Where the Appellate body under this Section found that the penalty levied or imposed to the person cause hardship to the person or seeing the facts and circumstances of the case, the Appellate Tribunal of Commissioner (Appeals) can allocate such deposit and put some conditions as it deemed fit.

Provided within thirty days of filing the application, the Commissioner or the competent tribunal shall decide the matter of allocation of deposits.

For the purpose of this Section “duty demanded” include

  1. The sum which is contained under Section 11 (d) of the Act;
  2. The sum of erroneous CENVAT credit taken;
  3. The sum which has to be paid under 57CC of Central Excise Rules 1944
  4. The sum payable under rule 6 of CENVAT Credit Rules,2001 of CENVAT Credit Rules, 2002 or CENVAT credit Rules 2004;
  5. The interest which is to be under the said provisions of this Act or the rules made under the Act.

Amendment to Section 35(f)

Before the amendment of Section 35(f) of the Central and Excise Duty Act, 1944 if any appeal has to be made, the appellate has to pay duty demanded or levied a penalty.

After the amendment, the person making appeal has to pay 7.5% or 10% of the duty demanded.

Official Notification of Government of India, Ministry of Finance Department of Revenue (Central Board of Excise & Customs) regarding Section 35F of Central and Excise Act,1944

Following is the official Notification of Government of India(Ministry of Finance Department of Revenue) regarding the amendment of Section 35F of Central and Excise Act,1944

Judicial decisions on the retrospective effect of Section 35(f)

The  Controversy related to Section 35(f) of the Central and Excise Act, 1944 when the amendment in the section was made by the legislature which mandates pre-deposit as a percentage of the duty demanded and the clause which deals with the pending appeals should be dealing with the erstwhile provisions till the Financial Bill cannot be enacted.

There is a different opinion by the jurists on this amendment and some are of the opinion that the amendment made under the respective Section 35(f) of the Central and Excise Act, 1944 does not make the retrospective effect to the provisions.

[Image records on named regions]

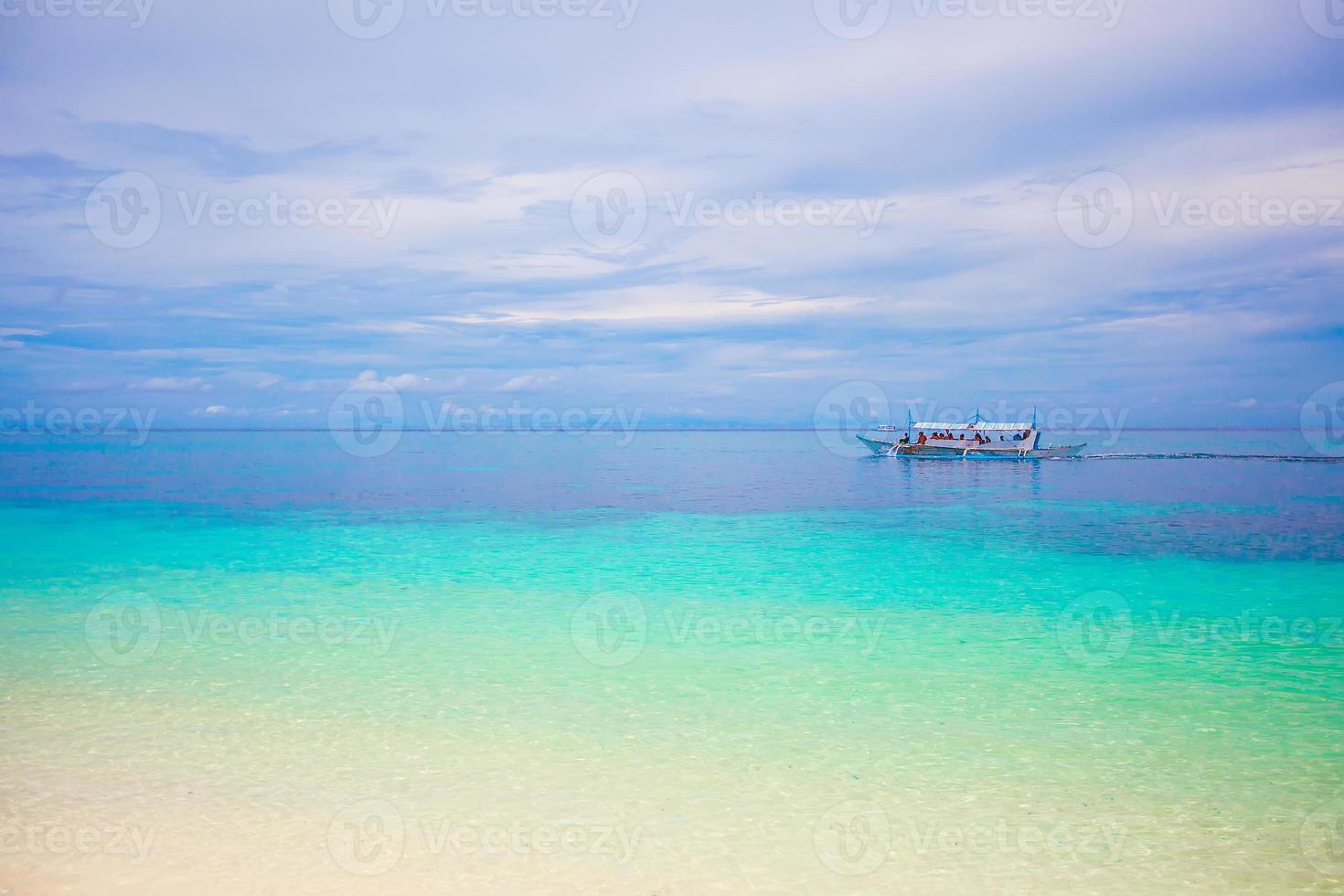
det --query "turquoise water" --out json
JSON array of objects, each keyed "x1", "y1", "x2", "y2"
[{"x1": 0, "y1": 432, "x2": 1344, "y2": 893}]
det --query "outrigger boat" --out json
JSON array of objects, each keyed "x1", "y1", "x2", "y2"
[{"x1": 858, "y1": 411, "x2": 1087, "y2": 461}]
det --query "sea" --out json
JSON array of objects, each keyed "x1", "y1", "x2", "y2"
[{"x1": 0, "y1": 430, "x2": 1344, "y2": 895}]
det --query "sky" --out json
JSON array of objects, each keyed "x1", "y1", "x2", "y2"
[{"x1": 0, "y1": 0, "x2": 1344, "y2": 427}]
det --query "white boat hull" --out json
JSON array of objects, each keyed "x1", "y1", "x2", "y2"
[{"x1": 858, "y1": 435, "x2": 1087, "y2": 461}]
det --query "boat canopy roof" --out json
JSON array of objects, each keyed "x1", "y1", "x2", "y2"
[{"x1": 910, "y1": 423, "x2": 1032, "y2": 432}]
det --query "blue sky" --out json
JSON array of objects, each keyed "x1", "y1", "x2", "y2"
[{"x1": 0, "y1": 0, "x2": 1344, "y2": 427}]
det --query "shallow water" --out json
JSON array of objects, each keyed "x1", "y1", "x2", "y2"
[{"x1": 0, "y1": 432, "x2": 1344, "y2": 893}]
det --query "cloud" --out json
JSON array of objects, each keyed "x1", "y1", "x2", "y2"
[{"x1": 495, "y1": 373, "x2": 560, "y2": 392}]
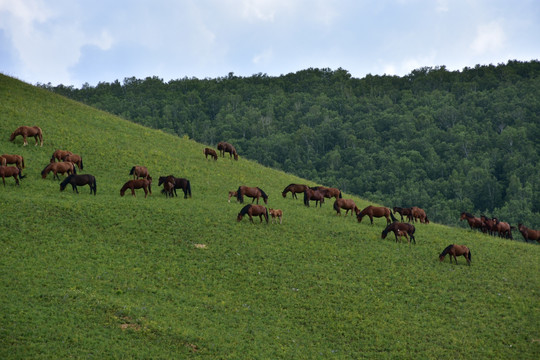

Stated exercise:
According to the excerpt on Section 35(f), how much must a person making an appeal pay after the amendment? Rely only on the excerpt on Section 35(f) for the following answer.

Correct result:
7.5% or 10% of the duty demanded.